● **To do**
(a) Answer the following from the passage on half maximal inhibitory concentration, one line per question.
(i) What four biological components does the passage list?
(ii) With what two kinds of assays can IC50 be determined?
(iii) In the two bottle fluid consumption test, which drug concentration is considered the IC50 for fluid consumption?
(b) State whether each statement agrees with the passage on half maximal inhibitory concentration, answering yes or no and quoting the words that decide it.
(i) IC50 values are typically expressed as molar concentration.
(ii) Lower pIC50 values indicate more potent inhibitors.
(iii) EC50 represents the dose or plasma concentration required for obtaining 50% of a maximum effect in vitro.

● **Selected passage**
——
Half maximal inhibitory concentration (IC_{50}) is a measure of the potency of a substance in inhibiting a specific biological or biochemical function. IC_{50} is a quantitative measure that indicates how much of a particular inhibitory substance (e.g. drug) is needed to inhibit, in vitro, a given biological process or biological component by 50%. The biological component could be an enzyme, cell, cell receptor or microbe. IC_{50} values are typically expressed as molar concentration.

IC_{50} is commonly used as a measure of antagonist drug potency in pharmacological research. IC_{50} is comparable to other measures of potency, such as EC_{50} for excitatory drugs. EC_{50} represents the dose or plasma concentration required for obtaining 50% of a maximum effect in vivo.

IC_{50} can be determined with functional assays or with competition binding assays.

Sometimes, IC_{50} values are converted to the pIC_{50} scale.

$\ce{pIC_{50}} = -\log_{10} \ce{(IC_{50})}$

Due to the minus sign, higher values of pIC_{50} indicate exponentially more potent inhibitors. pIC_{50} is usually given in terms of molar concentration (mol/L, or M), thus requiring IC_{50} in units of M.

The IC_{50} terminology is also used for some behavioral measures in vivo, such as the two bottle fluid consumption test. When animals decrease consumption from the drug-laced water bottle, the concentration of the drug that results in a 50% decrease in consumption is considered the IC_{50} for fluid consumption of that drug.

== Functional antagonist assay ==
The IC_{50} of a drug can be determined by constructing a dose-response curve and examining the effect of different concentrations of antagonist on reversing agonist activity. IC_{50} values can be calculated for a given antagonist by determining the concentration needed to inhibit half of the maximum biological response of the agonist. IC_{50} values can be used to compare the potency of two antagonists.
——
● **Supplied entries**
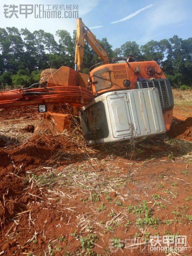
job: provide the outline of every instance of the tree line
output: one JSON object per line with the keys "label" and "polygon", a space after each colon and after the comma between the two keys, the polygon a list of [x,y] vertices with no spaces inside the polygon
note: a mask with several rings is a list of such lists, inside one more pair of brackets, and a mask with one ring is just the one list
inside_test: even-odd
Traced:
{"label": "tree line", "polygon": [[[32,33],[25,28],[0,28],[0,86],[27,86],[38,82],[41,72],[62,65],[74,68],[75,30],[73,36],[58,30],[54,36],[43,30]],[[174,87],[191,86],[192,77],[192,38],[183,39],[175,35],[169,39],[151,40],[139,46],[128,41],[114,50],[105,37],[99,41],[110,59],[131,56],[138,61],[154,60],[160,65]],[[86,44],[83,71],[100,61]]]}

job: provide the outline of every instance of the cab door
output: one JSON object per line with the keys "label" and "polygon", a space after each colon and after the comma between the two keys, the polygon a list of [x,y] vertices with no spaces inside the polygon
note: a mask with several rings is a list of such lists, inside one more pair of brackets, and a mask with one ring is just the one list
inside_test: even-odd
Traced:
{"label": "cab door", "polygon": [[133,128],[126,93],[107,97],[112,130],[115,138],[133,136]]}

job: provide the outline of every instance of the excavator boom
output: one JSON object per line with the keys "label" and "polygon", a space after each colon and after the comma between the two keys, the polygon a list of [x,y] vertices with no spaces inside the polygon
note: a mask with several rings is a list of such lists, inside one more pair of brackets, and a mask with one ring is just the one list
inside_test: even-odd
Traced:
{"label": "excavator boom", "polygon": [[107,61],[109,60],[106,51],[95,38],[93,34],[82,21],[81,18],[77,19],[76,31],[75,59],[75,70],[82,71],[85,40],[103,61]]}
——
● **Expected results**
(a)
(i) An enzyme, cell, cell receptor or microbe.
(ii) Functional assays or competition binding assays.
(iii) The concentration of the drug that results in a 50% decrease in consumption.

(b)
(i) Yes: "IC_{50} values are typically expressed as molar concentration."
(ii) No: "higher values of pIC_{50} indicate exponentially more potent inhibitors."
(iii) No: "required for obtaining 50% of a maximum effect in vivo."